[Tasks for this exercise]:
1. Translate this sentence from the post about speed limit signs into Spanish: "Actually, I didn’t say that last part, but I was thinking it."
2. Pick up the post about speed limit signs after its final sentence and write what comes next.

-- Start Text shown --

Wednesday, November 23, 2011

The Speed Limit

Our two oldest boys, Son Number One and Two, have started taking an interest in speed limit signs. We tried to put a stop to it, seeing that it could only lead to a bunch of annoying questions, but they are persistent. So we've been fielding questions like, "How come you're going 4-5? The sign said 4-0."

The other night, I was driving them home from a pizza party and had this conversation:
“Dad, you should be going 2-5, but you're going 4-0!”
“Why do you think I should only be going 25?”
“There was a sign back there that said 2-5.”
“Well, yes, son, but the 2-5 sign had the word 'school' over it. That means I only need to go 25 if kids are in school. It's night time. Do you think there are any kids at that school right now?”
“Let me ask you something else, son. Can you reach the pedals from back there?”
“Then stop trying to help me drive!”

Actually, I didn’t say that last part, but I was thinking it. What I did do was decide that I did not want to keep fielding annoying questions about the speed limit, so I decided to just go ahead and explain everything to them right then and there.

-- End Text shown --
-- Start Data shown --

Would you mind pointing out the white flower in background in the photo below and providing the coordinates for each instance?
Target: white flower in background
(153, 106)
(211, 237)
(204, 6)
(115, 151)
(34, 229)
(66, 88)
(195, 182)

-- End Data shown --

[Results for each task]:
1. En realidad, no dije esa última parte, pero lo estaba pensando.

2.
Turns out it's pretty hard to explain the speed limit to kids.

“OK, boys, here’s the deal. Speed limit signs are really just a guideline. A set of suggestions, if you will. But, that’s only in town. They mean totally different things on city streets than they do on the freeways. They are a hard and fast limit on the freeway, but nowadays they are really the reverse of what they were originally meant for. It’s complicated.

On city streets, technically they are a rule about the maximum speed you can travel, but realistically they are a guideline for more or less what speed you should be traveling. Think of them as a suggestion of a safe speed for a mediocre driver. If it says 40, then you can really go anywhere from about 35 to 50 miles per hour, depending on how good a driver you are. And believe me, there are all different skill levels of drivers out there. If you are a teenage girl holding a cell phone, you ought to be more or less parked, but definitely going no faster than 15. If you are like Daddy, and are a highly experienced driver with reflexes like a cat, you can go 55.

Unless there is a police officer behind you, then they are a rule.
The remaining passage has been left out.